◆ Passage ◆
How, then, to explain that dominant two-goal display March 28 against the Jets, on the very day of the Jarome Iginla trade that represented a direct threat to bump Dupuis from the top line?
Here's how: He made a statement. He, was the first-line winger around here, not any outside acquisition, not even a future Hall of Famer.
That determination, that drive you see from shift to shift, comes honestly.
Born in Laval, the quaint Montreal suburb where Mario Lemieux played his junior hockey, Dupuis' inspiration was his father, Claude, a workmanlike two-way winger in the 1970s for Maine of the old North American Hockey League. Claude never reached the NHL, but it wasn't for lack of effort.
“Everything comes from my dad, from watching him work,” Dupuis said. “I was 10 years old, and I was already squatting and running with sand bags on my back, just to be like my dad. He wasn't playing much anymore, so he showed me how, put me through it.”
Ultimately, though, he added, “It has to come from within. I've always believed that. My training, I don't do it for anybody else. I do it for my wife and kids. If the guy next to me doesn't do it, if he doesn't want to run back and forth from the training facility, if he doesn't want that extra half-hour on the bike, who cares? My father saw that I wanted to do it.”
The other trait shared by father and son?
“With the skill level I had, I knew I had to work.”
If petit Pascal didn't grasp it then, he sure did when he went undrafted in 2000 even after scoring 50 goals in 61 games for Shawinigan of the Quebec junior league.
He kept going. The Wild signed him as a free agent and, after a year in the minors, he was in the NHL to stay. And after the 2008 Marian Hossa trade — yep, it's still called the Hossa trade by most — Dupuis arrived from Atlanta as a near-afterthought and became a champion.
He kept going. He could have made a fine living as a solid third-liner, and on that alone he'd have exceeded expectations. But he elevated his way up to a line with Crosby, he benefited from clicking with the captain's unrivaled speed/skill combo and, in easily the most impressive achievement of his career, legitimately fit right in.

◆ About this task ◆
Answer these from the Dupuis profile:
(a) Which team was Dupuis playing against when he scored two goals on March 28?
(b) In the 1970s, which team did his father, Claude, play for, and in what league?
(c) How many goals did Dupuis score for Shawinigan, and in how many games?

◆ Data excerpts ◆
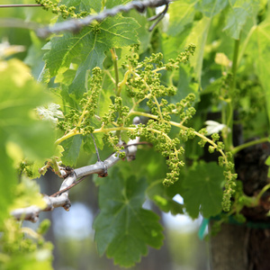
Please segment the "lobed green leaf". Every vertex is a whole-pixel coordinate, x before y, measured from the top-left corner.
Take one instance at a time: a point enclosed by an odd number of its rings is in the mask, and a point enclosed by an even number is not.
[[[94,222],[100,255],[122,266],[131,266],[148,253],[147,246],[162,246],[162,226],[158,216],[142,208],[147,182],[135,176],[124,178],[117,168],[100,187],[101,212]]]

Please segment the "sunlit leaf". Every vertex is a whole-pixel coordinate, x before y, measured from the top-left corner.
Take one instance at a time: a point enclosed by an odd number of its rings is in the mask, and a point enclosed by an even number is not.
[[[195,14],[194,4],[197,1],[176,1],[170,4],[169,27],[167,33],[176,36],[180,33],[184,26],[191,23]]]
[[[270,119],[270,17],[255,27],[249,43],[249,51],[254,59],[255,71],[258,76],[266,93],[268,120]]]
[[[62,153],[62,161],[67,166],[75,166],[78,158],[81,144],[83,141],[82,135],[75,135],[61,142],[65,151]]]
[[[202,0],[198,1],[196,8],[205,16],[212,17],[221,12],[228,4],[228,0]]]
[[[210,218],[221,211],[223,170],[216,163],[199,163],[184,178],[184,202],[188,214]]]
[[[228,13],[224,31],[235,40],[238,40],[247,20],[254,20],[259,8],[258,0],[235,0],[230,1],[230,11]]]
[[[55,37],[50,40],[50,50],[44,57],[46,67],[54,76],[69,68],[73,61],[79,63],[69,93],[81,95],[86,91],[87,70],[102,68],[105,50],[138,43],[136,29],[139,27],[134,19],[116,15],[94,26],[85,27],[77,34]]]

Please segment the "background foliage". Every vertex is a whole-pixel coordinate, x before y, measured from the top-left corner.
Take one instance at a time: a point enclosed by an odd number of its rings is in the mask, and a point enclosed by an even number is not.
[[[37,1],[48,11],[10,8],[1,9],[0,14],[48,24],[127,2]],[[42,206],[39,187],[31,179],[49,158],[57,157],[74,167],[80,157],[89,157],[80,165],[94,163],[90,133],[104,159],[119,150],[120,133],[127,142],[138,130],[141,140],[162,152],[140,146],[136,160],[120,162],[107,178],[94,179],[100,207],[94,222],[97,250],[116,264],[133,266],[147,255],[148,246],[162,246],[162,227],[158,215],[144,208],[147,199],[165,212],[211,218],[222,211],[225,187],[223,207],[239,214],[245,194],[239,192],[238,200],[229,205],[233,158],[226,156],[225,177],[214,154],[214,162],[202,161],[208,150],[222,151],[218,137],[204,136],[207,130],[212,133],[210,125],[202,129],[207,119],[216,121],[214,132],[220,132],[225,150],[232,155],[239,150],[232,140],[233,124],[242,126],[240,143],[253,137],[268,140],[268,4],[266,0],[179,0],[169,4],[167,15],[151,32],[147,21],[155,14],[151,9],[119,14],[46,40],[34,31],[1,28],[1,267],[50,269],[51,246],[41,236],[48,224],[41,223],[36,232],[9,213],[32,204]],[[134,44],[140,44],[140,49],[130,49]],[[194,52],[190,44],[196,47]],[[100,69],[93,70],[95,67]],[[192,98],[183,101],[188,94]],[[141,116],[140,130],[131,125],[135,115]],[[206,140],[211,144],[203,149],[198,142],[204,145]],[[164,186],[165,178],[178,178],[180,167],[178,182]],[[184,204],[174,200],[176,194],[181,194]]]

◆ Result ◆
(a) The Jets.
(b) Maine, of the old North American Hockey League.
(c) 50 goals in 61 games.